• AVAILABLE RECORDS
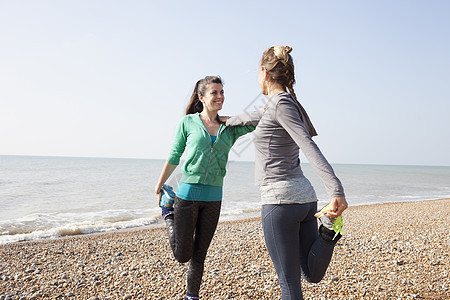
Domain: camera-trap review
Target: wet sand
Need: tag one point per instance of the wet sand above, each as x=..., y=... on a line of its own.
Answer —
x=388, y=251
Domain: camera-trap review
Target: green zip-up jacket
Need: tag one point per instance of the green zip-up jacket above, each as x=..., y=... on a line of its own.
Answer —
x=204, y=163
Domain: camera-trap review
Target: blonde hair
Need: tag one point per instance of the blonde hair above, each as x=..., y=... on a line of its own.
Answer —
x=278, y=63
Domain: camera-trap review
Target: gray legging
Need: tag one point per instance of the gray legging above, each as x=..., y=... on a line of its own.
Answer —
x=292, y=238
x=190, y=231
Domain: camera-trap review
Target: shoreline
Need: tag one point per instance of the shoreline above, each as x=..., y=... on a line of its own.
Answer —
x=388, y=250
x=161, y=225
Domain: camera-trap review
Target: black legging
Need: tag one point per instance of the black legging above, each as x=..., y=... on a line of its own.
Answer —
x=190, y=233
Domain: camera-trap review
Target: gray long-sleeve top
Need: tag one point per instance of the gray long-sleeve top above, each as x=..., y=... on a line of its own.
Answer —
x=278, y=137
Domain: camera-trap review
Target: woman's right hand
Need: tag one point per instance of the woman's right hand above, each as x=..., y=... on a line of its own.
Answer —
x=158, y=192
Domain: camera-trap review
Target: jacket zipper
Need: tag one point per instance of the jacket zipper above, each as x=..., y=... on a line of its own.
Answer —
x=210, y=153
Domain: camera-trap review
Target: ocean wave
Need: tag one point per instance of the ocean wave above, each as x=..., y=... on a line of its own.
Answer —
x=41, y=226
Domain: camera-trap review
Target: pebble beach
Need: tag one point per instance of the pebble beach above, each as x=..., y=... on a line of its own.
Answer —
x=388, y=251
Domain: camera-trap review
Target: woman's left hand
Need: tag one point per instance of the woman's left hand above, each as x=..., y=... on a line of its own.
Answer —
x=338, y=205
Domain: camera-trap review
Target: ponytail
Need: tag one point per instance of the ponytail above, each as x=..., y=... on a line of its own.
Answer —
x=279, y=64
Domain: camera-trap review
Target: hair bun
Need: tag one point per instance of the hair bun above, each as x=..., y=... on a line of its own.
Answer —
x=288, y=49
x=282, y=52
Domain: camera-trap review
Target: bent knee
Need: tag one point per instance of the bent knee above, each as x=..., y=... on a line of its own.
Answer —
x=314, y=279
x=182, y=258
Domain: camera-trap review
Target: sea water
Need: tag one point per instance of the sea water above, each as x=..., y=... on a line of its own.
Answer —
x=43, y=197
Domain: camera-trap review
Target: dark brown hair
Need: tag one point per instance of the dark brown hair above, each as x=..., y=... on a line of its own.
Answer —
x=195, y=105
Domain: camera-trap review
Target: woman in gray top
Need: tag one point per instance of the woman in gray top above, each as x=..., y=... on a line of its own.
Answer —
x=296, y=245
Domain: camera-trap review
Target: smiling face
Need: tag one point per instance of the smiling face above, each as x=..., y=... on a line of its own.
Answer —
x=213, y=97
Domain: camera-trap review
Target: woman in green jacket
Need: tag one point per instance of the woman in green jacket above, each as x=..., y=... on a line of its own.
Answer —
x=199, y=194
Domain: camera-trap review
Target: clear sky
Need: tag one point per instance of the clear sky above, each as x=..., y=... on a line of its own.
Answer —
x=112, y=78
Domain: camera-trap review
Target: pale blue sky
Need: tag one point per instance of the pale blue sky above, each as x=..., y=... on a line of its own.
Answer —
x=112, y=78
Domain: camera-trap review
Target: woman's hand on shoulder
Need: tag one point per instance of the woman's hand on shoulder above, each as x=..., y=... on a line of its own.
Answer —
x=158, y=192
x=223, y=119
x=338, y=205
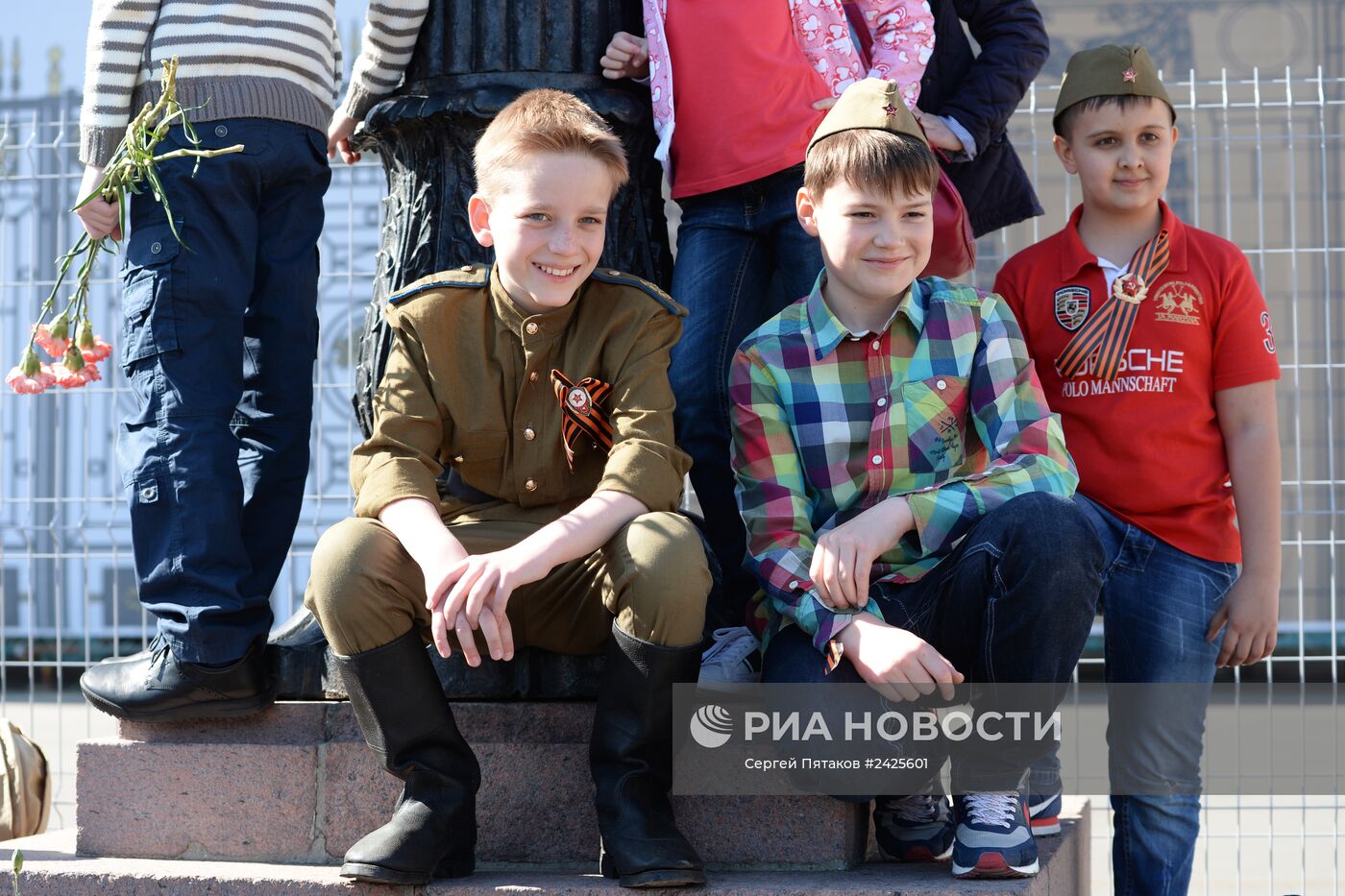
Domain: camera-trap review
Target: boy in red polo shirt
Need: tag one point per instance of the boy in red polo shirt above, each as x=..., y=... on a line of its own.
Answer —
x=1154, y=346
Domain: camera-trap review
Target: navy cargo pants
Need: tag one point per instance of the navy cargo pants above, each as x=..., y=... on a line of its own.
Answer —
x=218, y=345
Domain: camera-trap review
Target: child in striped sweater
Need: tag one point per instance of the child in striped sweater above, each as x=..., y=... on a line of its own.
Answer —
x=218, y=343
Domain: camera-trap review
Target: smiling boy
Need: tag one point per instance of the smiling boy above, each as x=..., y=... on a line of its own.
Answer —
x=541, y=383
x=903, y=482
x=1154, y=345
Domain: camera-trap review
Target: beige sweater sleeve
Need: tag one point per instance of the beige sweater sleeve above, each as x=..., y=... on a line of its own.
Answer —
x=386, y=43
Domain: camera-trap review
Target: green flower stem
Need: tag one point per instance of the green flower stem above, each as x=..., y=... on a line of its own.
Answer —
x=131, y=168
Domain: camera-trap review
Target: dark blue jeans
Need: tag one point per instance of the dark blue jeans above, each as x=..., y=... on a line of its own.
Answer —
x=218, y=346
x=1157, y=603
x=1012, y=604
x=742, y=257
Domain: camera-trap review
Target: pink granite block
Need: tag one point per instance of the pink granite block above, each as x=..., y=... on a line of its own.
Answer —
x=773, y=832
x=535, y=804
x=225, y=801
x=296, y=722
x=484, y=722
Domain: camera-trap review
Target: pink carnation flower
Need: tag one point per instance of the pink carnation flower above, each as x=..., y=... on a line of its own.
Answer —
x=26, y=385
x=67, y=378
x=53, y=346
x=97, y=351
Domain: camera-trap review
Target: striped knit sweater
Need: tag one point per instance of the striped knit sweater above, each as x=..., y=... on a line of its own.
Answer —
x=241, y=58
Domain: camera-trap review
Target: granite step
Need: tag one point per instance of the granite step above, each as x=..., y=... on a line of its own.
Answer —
x=296, y=784
x=53, y=868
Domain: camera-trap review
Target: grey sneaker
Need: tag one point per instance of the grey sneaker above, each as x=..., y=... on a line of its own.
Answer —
x=732, y=660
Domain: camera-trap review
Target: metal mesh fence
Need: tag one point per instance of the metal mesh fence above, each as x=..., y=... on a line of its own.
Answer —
x=1259, y=161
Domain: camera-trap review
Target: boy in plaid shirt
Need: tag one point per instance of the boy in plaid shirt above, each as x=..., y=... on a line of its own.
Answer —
x=903, y=482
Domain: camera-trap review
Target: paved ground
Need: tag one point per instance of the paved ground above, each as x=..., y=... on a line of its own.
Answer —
x=1277, y=845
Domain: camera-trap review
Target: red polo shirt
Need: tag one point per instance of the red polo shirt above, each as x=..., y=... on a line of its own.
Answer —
x=1147, y=444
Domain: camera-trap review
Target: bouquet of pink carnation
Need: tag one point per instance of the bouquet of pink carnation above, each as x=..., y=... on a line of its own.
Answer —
x=69, y=341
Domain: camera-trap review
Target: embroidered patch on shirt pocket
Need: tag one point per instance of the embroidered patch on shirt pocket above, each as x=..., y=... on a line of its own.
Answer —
x=937, y=415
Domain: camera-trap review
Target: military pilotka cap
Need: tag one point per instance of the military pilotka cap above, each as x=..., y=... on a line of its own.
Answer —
x=869, y=104
x=1110, y=71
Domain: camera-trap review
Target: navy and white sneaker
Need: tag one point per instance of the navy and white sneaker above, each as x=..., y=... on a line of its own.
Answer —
x=914, y=829
x=1044, y=814
x=992, y=837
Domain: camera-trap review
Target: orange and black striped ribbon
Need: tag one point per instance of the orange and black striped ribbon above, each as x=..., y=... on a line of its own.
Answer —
x=581, y=415
x=1109, y=331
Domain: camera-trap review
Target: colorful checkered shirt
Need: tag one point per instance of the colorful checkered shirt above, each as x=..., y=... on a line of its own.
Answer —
x=943, y=406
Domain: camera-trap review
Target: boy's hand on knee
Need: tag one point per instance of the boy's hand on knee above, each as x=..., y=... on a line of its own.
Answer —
x=1250, y=614
x=897, y=664
x=479, y=596
x=844, y=556
x=625, y=57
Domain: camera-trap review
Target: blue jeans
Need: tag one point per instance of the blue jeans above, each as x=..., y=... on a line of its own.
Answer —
x=742, y=258
x=1157, y=604
x=218, y=346
x=1012, y=603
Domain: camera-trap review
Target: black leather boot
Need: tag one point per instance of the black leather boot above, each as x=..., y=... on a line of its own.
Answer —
x=406, y=720
x=631, y=754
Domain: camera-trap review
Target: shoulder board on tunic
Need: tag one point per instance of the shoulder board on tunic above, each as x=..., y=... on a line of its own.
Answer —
x=463, y=278
x=609, y=275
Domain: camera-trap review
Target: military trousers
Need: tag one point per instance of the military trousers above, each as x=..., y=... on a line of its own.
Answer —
x=652, y=577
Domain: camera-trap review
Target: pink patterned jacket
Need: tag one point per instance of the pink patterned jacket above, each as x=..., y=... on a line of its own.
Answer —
x=903, y=40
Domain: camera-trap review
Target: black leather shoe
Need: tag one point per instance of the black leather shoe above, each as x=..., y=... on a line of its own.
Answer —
x=154, y=685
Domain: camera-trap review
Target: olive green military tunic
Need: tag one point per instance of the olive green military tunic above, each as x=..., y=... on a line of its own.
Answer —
x=468, y=386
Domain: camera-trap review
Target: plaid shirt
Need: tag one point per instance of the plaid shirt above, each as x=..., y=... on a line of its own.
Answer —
x=943, y=406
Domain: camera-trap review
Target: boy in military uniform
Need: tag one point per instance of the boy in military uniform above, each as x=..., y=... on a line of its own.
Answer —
x=542, y=385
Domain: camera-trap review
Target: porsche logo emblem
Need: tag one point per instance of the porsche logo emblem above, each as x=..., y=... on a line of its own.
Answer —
x=1071, y=307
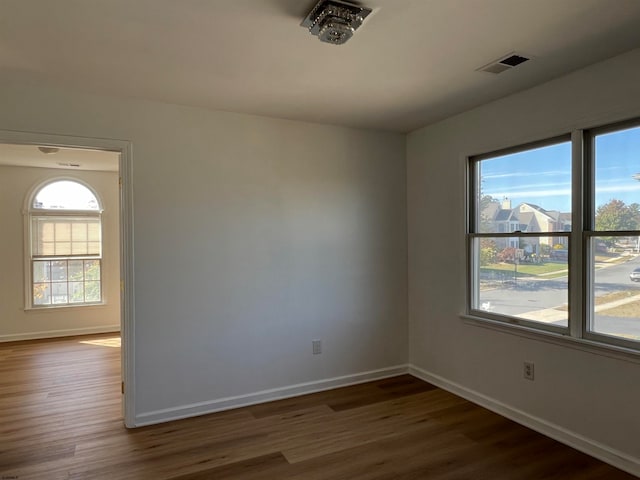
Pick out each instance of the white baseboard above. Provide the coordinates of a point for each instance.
(586, 445)
(228, 403)
(71, 332)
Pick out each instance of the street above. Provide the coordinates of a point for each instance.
(544, 300)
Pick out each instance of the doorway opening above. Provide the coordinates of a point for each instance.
(66, 204)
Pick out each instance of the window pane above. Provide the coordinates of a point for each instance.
(528, 191)
(617, 180)
(41, 271)
(59, 292)
(59, 270)
(65, 195)
(523, 277)
(41, 294)
(616, 287)
(76, 292)
(92, 291)
(75, 270)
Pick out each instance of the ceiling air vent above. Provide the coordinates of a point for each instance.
(505, 63)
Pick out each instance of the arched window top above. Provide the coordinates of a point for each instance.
(65, 195)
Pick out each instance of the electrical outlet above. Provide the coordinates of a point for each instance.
(529, 370)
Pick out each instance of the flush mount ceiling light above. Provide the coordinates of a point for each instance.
(335, 21)
(49, 150)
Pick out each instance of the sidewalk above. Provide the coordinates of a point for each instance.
(551, 315)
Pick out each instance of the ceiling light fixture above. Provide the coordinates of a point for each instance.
(335, 21)
(49, 150)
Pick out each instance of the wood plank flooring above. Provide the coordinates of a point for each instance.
(60, 418)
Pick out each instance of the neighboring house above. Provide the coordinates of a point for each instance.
(499, 217)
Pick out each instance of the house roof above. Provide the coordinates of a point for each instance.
(411, 63)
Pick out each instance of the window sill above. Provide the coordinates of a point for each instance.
(590, 346)
(49, 308)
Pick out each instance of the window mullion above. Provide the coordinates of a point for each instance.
(578, 270)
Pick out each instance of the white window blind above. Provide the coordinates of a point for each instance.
(65, 236)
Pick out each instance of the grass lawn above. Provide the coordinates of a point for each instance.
(527, 270)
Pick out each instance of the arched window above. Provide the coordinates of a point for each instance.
(65, 233)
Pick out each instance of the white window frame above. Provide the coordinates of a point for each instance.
(29, 212)
(582, 245)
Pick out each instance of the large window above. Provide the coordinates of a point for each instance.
(65, 246)
(554, 235)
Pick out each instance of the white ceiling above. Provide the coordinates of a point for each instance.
(413, 62)
(65, 158)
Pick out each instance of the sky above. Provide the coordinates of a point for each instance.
(66, 194)
(543, 176)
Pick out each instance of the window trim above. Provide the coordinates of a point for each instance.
(28, 212)
(580, 293)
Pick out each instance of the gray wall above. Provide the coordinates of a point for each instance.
(583, 393)
(253, 236)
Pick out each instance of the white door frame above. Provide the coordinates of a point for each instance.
(124, 148)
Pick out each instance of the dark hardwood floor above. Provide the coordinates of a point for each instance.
(60, 418)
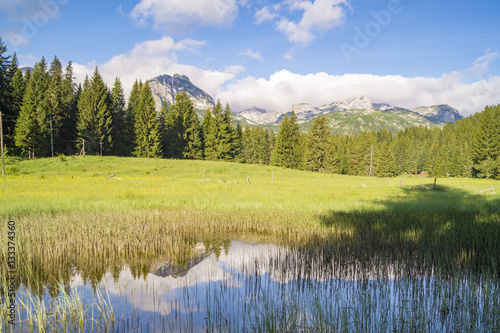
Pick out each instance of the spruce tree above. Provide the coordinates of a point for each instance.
(147, 130)
(129, 120)
(209, 128)
(317, 144)
(486, 143)
(232, 135)
(32, 133)
(174, 126)
(386, 165)
(5, 90)
(118, 114)
(193, 140)
(94, 119)
(248, 144)
(287, 149)
(55, 103)
(17, 88)
(69, 94)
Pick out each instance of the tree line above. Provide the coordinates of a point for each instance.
(46, 112)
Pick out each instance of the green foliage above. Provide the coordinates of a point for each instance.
(118, 112)
(95, 120)
(317, 144)
(147, 127)
(221, 138)
(486, 144)
(288, 149)
(182, 130)
(32, 133)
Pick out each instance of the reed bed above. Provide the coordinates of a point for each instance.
(70, 220)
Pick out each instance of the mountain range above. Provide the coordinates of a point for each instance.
(345, 117)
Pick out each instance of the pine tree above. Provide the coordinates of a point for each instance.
(193, 140)
(17, 88)
(287, 150)
(94, 119)
(147, 131)
(55, 103)
(209, 136)
(129, 121)
(118, 113)
(317, 144)
(32, 133)
(69, 100)
(174, 126)
(486, 143)
(223, 137)
(386, 166)
(5, 92)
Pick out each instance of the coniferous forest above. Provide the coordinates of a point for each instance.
(45, 113)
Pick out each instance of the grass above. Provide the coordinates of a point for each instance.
(77, 184)
(69, 219)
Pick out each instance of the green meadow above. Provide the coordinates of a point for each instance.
(71, 216)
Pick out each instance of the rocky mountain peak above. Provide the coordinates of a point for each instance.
(439, 113)
(166, 87)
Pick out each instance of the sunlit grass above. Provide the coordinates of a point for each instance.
(69, 219)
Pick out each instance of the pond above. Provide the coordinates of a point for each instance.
(236, 286)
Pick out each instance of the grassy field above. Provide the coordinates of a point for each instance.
(70, 218)
(77, 184)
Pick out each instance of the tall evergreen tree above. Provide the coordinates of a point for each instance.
(129, 120)
(147, 130)
(5, 90)
(17, 88)
(118, 111)
(69, 94)
(209, 128)
(287, 150)
(55, 101)
(486, 143)
(386, 166)
(317, 144)
(32, 131)
(94, 119)
(192, 136)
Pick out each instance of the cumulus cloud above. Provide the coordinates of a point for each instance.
(235, 69)
(175, 14)
(480, 67)
(318, 16)
(284, 88)
(152, 58)
(264, 14)
(25, 18)
(252, 54)
(462, 90)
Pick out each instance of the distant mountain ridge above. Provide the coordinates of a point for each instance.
(349, 116)
(166, 87)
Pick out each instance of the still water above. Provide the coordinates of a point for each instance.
(252, 287)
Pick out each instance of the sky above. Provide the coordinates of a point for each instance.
(272, 54)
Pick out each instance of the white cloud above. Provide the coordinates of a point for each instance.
(318, 16)
(26, 18)
(252, 54)
(264, 14)
(234, 70)
(152, 58)
(175, 14)
(282, 89)
(480, 67)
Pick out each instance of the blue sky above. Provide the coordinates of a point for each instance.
(272, 54)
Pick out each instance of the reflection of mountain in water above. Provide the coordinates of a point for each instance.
(170, 269)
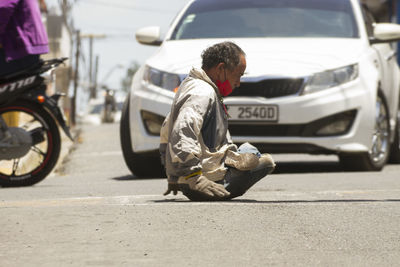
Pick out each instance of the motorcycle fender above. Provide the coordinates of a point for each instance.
(51, 104)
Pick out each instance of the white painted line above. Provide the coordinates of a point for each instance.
(251, 198)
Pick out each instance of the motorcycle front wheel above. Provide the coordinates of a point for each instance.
(44, 151)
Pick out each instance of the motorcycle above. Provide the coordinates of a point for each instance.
(30, 140)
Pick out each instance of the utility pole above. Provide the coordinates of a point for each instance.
(96, 69)
(76, 78)
(91, 39)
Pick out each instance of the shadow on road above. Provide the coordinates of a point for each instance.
(308, 167)
(132, 177)
(278, 201)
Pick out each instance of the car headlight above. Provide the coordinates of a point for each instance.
(331, 78)
(161, 79)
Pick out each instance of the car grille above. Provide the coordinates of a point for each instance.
(270, 88)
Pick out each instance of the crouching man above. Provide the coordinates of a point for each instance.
(196, 148)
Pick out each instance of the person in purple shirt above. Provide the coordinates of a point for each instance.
(23, 37)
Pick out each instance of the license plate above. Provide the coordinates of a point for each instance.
(254, 113)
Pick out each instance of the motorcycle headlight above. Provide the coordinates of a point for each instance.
(162, 79)
(331, 78)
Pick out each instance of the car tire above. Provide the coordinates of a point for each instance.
(395, 149)
(376, 159)
(142, 165)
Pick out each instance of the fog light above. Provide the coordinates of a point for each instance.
(337, 124)
(336, 127)
(152, 122)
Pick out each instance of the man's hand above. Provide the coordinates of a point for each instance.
(205, 186)
(172, 187)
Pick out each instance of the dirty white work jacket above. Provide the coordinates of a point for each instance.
(195, 136)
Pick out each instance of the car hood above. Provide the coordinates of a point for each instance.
(277, 57)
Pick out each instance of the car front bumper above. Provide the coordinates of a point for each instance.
(302, 112)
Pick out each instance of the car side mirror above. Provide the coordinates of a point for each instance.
(149, 36)
(386, 32)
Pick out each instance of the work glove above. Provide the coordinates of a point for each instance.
(241, 161)
(201, 184)
(267, 161)
(172, 187)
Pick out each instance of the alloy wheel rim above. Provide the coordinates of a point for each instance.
(380, 138)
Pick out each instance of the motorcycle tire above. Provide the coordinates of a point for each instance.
(44, 154)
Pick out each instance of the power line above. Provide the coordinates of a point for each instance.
(130, 7)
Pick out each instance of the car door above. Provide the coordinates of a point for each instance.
(387, 61)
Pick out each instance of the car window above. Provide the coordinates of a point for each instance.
(268, 18)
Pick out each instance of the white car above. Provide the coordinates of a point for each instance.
(322, 78)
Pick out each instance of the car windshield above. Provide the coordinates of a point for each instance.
(267, 18)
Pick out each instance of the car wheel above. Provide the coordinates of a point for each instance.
(395, 150)
(144, 165)
(377, 157)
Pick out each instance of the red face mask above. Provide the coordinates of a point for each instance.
(224, 88)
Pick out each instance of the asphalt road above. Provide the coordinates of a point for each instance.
(92, 212)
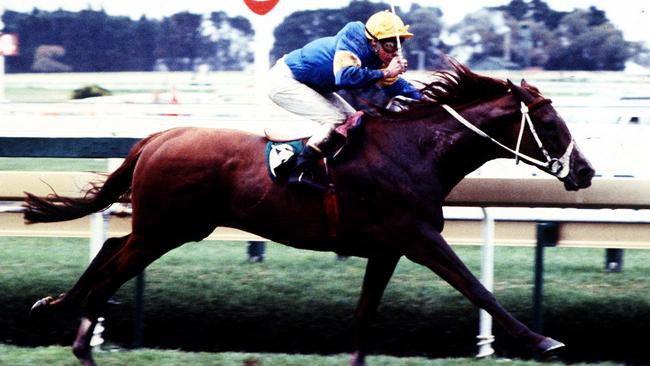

• EXERCISE GOAL
When a line in the listing above holds the word "flower", copy it.

• WRITTEN RESPONSE
Target: green flower stem
Need: tag one point per instance of the green flower stem above, each as x=..., y=... on a line of its own.
Target: pink carnation flower
Need: tag one point per instance of the pink carnation flower above, each as x=..., y=... on a line of its own.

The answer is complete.